PROBLEM TO WORK ON
Print, exactly as given, each line of the data from the line containing "In the photo above, where can the chimney" up to and including its last line.

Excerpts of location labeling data
────────────────────────────────────────

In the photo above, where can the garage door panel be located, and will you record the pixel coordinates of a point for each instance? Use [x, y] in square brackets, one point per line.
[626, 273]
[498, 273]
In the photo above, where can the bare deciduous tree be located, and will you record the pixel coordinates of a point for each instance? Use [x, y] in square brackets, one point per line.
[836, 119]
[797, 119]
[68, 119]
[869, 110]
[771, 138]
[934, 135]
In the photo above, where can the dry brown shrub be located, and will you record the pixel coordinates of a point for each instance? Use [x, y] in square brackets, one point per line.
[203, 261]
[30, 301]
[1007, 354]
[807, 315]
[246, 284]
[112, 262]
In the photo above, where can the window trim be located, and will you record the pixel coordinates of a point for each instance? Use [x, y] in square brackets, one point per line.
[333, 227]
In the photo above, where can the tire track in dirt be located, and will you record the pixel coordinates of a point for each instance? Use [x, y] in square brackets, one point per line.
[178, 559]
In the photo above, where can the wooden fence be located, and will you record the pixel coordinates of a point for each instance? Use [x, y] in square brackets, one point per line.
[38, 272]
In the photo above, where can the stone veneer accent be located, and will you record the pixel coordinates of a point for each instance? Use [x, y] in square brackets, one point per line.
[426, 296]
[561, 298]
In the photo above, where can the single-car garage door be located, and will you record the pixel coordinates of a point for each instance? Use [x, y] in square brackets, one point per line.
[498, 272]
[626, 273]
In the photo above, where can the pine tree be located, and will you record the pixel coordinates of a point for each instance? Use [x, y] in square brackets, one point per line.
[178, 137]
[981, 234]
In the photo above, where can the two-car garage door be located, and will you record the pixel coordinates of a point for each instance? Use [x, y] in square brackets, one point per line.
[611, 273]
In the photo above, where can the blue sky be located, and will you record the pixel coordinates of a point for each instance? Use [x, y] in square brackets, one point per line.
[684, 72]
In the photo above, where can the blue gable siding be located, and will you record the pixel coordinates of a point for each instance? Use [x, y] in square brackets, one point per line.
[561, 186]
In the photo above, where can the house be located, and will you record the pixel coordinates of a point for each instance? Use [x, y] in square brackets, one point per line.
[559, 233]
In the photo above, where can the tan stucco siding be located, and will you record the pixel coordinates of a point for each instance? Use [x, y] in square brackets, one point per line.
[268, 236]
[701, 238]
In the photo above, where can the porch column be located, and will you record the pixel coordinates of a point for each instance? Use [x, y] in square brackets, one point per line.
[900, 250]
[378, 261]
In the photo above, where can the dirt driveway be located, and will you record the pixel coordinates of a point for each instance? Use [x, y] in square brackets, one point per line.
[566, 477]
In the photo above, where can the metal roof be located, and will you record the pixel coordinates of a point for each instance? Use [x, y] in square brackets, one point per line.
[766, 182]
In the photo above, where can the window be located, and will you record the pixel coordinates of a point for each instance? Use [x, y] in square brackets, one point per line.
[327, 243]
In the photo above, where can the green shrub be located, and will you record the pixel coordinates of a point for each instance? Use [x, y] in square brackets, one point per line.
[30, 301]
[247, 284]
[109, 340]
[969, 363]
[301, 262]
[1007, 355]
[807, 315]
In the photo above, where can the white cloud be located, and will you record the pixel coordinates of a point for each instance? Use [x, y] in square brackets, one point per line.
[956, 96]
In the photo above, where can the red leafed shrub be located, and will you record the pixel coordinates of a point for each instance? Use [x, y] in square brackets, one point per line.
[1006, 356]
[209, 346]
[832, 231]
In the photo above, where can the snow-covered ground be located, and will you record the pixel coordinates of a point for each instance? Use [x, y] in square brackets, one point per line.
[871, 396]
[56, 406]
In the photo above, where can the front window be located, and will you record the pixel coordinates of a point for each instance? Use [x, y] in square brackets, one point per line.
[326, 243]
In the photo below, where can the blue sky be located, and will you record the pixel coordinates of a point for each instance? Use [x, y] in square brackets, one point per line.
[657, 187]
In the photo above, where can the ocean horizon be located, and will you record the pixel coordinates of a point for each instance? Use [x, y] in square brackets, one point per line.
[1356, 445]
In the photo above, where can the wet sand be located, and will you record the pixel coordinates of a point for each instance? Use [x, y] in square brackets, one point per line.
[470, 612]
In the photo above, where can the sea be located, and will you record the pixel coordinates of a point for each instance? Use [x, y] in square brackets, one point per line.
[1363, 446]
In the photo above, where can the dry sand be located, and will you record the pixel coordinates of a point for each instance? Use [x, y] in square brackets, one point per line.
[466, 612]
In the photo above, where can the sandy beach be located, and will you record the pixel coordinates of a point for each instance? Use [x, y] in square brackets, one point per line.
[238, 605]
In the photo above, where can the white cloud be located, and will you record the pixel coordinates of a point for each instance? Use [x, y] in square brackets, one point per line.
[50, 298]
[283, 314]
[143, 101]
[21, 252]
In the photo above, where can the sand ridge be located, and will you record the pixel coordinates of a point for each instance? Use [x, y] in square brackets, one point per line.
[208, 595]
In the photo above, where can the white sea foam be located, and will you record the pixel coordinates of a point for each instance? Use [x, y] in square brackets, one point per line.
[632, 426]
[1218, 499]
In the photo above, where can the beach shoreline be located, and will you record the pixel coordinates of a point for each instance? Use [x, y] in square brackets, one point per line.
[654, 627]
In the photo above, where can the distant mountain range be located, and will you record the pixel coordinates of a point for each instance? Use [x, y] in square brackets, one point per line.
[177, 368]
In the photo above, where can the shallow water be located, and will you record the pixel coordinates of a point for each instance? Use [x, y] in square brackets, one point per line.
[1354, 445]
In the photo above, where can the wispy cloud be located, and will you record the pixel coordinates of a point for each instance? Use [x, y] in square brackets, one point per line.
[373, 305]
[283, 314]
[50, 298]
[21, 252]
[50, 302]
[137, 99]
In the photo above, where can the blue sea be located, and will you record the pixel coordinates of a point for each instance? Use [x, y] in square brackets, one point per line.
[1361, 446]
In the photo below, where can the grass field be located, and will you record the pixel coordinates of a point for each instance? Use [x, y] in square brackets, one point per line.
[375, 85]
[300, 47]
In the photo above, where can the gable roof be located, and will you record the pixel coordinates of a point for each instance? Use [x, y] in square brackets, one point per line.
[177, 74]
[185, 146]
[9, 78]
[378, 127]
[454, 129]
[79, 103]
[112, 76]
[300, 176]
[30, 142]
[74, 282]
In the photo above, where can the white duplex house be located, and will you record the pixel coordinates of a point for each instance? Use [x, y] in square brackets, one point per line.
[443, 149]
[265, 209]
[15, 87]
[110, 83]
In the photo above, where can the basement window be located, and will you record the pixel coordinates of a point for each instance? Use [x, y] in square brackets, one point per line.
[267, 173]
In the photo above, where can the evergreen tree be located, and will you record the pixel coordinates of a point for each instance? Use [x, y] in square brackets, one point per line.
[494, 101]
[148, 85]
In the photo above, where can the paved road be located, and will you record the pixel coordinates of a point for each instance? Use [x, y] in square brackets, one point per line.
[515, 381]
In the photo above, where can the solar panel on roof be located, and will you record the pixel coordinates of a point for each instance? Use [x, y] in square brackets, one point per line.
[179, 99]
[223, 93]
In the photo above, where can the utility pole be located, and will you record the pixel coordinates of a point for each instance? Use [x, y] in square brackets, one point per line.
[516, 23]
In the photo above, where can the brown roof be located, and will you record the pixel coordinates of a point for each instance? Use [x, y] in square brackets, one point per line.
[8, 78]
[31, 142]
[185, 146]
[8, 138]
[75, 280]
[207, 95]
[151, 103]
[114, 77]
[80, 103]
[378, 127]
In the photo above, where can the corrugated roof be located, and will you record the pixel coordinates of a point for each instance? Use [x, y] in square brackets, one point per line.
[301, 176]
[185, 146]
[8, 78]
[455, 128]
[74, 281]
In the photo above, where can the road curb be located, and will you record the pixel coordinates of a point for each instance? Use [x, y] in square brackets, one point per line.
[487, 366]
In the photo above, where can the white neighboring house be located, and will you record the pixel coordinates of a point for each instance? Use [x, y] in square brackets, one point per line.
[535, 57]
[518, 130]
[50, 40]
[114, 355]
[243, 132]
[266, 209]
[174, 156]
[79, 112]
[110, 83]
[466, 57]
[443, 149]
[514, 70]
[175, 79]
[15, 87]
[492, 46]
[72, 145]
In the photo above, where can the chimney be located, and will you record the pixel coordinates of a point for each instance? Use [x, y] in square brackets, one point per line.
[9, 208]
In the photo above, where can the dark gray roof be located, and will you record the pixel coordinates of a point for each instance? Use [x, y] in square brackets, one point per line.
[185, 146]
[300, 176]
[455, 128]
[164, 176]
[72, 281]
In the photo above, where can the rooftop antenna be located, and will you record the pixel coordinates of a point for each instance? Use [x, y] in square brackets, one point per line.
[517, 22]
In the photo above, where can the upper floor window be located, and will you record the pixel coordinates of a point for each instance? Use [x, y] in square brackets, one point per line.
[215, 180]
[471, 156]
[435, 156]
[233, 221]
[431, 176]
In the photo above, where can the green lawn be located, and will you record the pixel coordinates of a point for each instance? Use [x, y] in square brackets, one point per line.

────────────────────────────────────────

COMPLETED EXERCISE
In the photo above, where can the chimney be located, and will you record the pixel coordinates of a point for each instance? Use [x, y] in square brackets, one point per line.
[9, 208]
In the photo above, where can the dark gray roof be located, and will you record the pixel coordinates of a point for each instance? Use [x, y] in square brackets, one point per line.
[185, 146]
[300, 176]
[455, 128]
[164, 176]
[72, 281]
In the photo above, where can the rooftop antenna be located, and will you record the pixel coordinates of a point for each instance? Use [x, y] in square brackets, one point per line.
[517, 22]
In the photo above, where can the upper floor window be located, and will you record the pixel coordinates of a point for each instance? Use [x, y] in square brackets, one point per line.
[215, 180]
[471, 156]
[435, 156]
[233, 221]
[431, 176]
In the photo above, where can the green lawn be located, and will you record the pixel coordinates of a point for each instance? Use [x, y] in square brackets, one point per line.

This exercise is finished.